» ISTRUZIONI DELL'ESERCIZIO:
A – Nelle massime giurisprudenziali del brano riportato, quale condanna per rissa può essere ostativa alla regolarizzazione?
B – Prosegui il brano sulle massime giurisprudenziali con un seguito che parta dopo la sua ultima frase.

» BRANO RIPORTATO:
+-------+
Cassazione penale sez. III  19 dicembre 2013 n. 2888  

 

Solo la condanna per la fattispecie aggravata del reato di rissa - ex art. 588 comma 2, c.p.p. - può ritenersi ostativa alla regolarizzazione.

T.A.R. Roma (Lazio) sez. II  14 giugno 2011 n. 5276  

 

La presentazione della richiesta introduttiva del procedimento di esecuzione non comporta la sospensione dell'esecuzione del giudicato penale, stante l'inapplicabilità della disciplina della sospensione dell'esecuzione del provvedimento impugnato di cui all'art. 588, comma 1, c.p.p. Annulla senza rinvio, Trib. Lamezia Terme, 18/11/2009

Cassazione penale sez. III  28 settembre 2010 n. 35823

 

In tema di evasione, trattandosi di reato per il quale l'arresto è consentito anche al di fuori dei casi di flagranza, all'esito dell'udienza fissata per la convalida e il contestuale giudizio direttissimo - udienza nella quale si applicano, in quanto compatibili (art. 558 comma 4 c.p.p.) le disposizioni di cui all'art. 391 c.p.p. come modificate dall'art. 12 l. n. 128 del 2001 - l'applicazione della misura cautelare è legittima in deroga non solo ai limiti previsti dall'art. 280 c.p.p., ma anche ai limiti previsti dall'art. 274 comma 1 lett. c) c.p.p.
+-------+
» DATI REGISTRATI:
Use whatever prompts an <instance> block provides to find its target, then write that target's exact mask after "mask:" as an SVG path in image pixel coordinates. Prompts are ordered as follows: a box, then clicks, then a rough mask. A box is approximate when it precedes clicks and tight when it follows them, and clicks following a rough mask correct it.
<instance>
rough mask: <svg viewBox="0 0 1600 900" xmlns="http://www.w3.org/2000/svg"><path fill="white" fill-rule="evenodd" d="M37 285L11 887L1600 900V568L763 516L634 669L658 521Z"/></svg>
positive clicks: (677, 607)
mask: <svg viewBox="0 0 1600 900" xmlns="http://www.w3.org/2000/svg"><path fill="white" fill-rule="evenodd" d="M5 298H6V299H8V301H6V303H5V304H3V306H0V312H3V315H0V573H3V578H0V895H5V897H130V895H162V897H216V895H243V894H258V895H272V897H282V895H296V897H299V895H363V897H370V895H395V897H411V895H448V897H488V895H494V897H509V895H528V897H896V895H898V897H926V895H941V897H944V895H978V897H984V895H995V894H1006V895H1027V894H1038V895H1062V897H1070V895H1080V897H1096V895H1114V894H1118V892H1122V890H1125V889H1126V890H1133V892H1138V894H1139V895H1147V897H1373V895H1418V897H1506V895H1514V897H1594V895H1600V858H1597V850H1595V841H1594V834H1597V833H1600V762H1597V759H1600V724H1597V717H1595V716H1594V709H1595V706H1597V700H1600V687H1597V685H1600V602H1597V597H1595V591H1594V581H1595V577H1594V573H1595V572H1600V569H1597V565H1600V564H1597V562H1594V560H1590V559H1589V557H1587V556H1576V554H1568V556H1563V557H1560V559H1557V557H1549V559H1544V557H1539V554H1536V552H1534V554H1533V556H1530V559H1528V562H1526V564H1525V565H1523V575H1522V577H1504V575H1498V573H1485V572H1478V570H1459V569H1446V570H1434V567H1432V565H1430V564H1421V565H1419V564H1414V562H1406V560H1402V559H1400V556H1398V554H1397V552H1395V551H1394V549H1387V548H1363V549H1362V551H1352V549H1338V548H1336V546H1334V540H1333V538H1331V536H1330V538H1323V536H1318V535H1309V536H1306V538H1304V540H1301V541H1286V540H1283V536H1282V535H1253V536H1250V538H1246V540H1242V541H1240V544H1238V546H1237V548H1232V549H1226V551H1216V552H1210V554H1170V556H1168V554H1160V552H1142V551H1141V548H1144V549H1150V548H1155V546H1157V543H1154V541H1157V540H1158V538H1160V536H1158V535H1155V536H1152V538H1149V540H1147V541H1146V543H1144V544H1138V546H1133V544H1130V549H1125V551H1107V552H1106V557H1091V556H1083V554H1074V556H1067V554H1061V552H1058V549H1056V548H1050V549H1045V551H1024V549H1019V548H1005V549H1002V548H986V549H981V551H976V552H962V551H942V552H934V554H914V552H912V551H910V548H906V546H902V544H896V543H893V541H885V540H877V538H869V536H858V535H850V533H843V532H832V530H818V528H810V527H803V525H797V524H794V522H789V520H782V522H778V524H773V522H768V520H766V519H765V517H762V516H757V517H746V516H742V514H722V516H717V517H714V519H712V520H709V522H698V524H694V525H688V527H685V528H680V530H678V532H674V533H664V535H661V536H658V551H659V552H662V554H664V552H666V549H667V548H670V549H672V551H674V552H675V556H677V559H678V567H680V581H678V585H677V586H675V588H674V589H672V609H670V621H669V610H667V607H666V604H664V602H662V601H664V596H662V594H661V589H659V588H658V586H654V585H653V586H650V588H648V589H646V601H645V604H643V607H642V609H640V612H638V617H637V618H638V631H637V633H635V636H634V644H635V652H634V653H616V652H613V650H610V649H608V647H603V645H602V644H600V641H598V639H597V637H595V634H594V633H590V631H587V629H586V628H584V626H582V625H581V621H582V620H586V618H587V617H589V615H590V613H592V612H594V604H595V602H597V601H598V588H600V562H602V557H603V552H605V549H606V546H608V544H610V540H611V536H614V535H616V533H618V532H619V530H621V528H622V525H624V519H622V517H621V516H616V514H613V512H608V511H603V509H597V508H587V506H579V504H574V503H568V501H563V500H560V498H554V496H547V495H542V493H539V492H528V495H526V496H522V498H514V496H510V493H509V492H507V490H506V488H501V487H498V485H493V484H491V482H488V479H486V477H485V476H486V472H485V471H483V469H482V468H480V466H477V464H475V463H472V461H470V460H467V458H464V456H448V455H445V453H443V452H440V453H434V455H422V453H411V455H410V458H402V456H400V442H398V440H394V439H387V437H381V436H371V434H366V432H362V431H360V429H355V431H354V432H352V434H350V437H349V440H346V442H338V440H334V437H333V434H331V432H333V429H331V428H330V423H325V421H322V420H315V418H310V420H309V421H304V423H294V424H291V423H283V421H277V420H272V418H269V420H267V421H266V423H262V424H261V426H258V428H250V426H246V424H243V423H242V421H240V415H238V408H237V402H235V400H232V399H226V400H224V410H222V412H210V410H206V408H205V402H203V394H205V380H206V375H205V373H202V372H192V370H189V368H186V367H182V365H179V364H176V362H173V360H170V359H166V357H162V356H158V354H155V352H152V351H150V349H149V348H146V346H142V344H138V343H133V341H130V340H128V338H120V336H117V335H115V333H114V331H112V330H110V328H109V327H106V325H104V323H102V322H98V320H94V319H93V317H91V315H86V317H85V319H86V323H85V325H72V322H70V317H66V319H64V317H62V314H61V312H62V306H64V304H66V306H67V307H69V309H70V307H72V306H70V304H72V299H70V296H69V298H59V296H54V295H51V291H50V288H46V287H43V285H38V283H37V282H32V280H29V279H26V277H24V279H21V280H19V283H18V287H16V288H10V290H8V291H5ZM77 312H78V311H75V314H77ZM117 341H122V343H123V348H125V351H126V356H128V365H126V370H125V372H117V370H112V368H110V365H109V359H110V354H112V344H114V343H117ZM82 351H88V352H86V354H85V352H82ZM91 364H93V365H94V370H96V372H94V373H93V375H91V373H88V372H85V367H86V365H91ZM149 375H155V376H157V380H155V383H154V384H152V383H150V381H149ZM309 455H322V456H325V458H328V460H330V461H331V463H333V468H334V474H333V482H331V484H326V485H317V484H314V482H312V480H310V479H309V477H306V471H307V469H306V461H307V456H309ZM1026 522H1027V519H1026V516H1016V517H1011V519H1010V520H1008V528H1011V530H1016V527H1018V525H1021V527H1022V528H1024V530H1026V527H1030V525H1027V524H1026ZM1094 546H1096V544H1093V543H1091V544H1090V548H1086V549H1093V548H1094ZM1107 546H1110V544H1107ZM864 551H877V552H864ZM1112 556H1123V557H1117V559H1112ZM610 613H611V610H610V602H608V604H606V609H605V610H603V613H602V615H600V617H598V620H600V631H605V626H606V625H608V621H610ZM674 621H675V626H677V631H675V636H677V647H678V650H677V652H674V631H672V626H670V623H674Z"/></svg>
+-------+
» ESERCIZI RISOLTI:
A – Solo la condanna per la fattispecie aggravata del reato di rissa, ex art. 588 comma 2.

B –
Tribunale Milano sez. XI  18 febbraio 2008

 

L'ordinanza con la quale il tribunale del riesame, a seguito di annullamento con rinvio disposto, su ricorso del p.m., dalla Corte di cassazione, confermi l'originaria ordinanza di custodia cautelare che in un primo tempo, in accoglimento della richiesta di riesame, era stata annullata dal medesimo tribunale, è immediatamente esecutiva e determina il ripristino dello stato di custodia, anche in caso di nuova proposizione di ricorso per cassazione, non estendendosi, per analogia, a tale ipotesi l'effetto sospensivo previsto dall'art. 310 comma 3 c.p.p. ed operando invece la regola generale di cui all'art. 588 comma 2 c.p.p., secondo cui le impugnazioni contro i provvedimenti in materia di libertà personale non hanno effetto sospensivo. (In motivazione la Corte ha aggiunto che tale principio non contrasta con quello affermato in altre pronunce di legittimità in cui si esclude l'immediata esecutività, ai fini del ripristino della misura cautelare, non dell'ordinanza emessa dal tribunale a seguito del giudizio di rinvio ma di quella di annullamento con rinvio pronunciata dalla Corte di cassazione).

Cassazione penale sez. VI  12 maggio 2005 n. 20479

 

In tema di ricusazione, in pendenza di ricorso per cassazione avverso l'ordinanza di inammissibilità della dichiarazione di ricusazione pronunciata "de plano" ai sensi del comma 1 dell'art. 41 c.p.p., è inibito al giudice ricusato di pronunciare sentenza, operando la regola generale dell'effetto sospensivo dell'impugnazione (art. 588 comma 1 c.p.p.), che trova deroga solo nelle ipotesi di decisione sul merito della ricusazione previste dal comma 3 del medesimo art. 41 in virtù dell'espresso richiamo all'art. 127 c.p.p. il quale espressamente prescrive che il ricorso per cassazione non sospende l'esecuzione dell'ordinanza.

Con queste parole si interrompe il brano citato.